** BEGIN Material provided **

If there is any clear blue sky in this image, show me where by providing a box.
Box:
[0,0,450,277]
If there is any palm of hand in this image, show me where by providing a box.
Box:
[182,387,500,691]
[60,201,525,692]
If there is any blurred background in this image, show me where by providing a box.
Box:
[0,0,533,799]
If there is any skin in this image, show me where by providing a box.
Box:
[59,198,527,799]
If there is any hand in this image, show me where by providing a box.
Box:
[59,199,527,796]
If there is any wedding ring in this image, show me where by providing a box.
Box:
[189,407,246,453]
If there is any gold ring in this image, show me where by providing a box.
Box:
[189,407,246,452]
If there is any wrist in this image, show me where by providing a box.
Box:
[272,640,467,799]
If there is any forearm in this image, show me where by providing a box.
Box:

** END Material provided **

Your goal
Copy out every line of the data above verbatim, with no changes.

Answer to this problem
If there is any clear blue sky in this image, show me where by providing a box.
Box:
[0,0,450,277]
If there is any palm of hand in this image, show me where by providing a box.
Box:
[182,387,500,691]
[60,201,525,692]
If there is any blurred background in this image, show me where by providing a box.
Box:
[0,0,533,799]
If there is any skin in this image, show me where by providing a box.
Box:
[59,198,527,799]
If there is any hand in this image, show me where by providing a box.
Box:
[59,199,527,796]
If there is any wedding ring in this image, show me where by providing a box.
Box:
[189,407,246,453]
If there is any gold ring in this image, show me where by providing a box.
Box:
[189,407,246,452]
If there is any wrist in this image, show me where by providing a box.
Box:
[272,640,467,799]
If there is any forearm in this image, show me where by providing a box.
Box:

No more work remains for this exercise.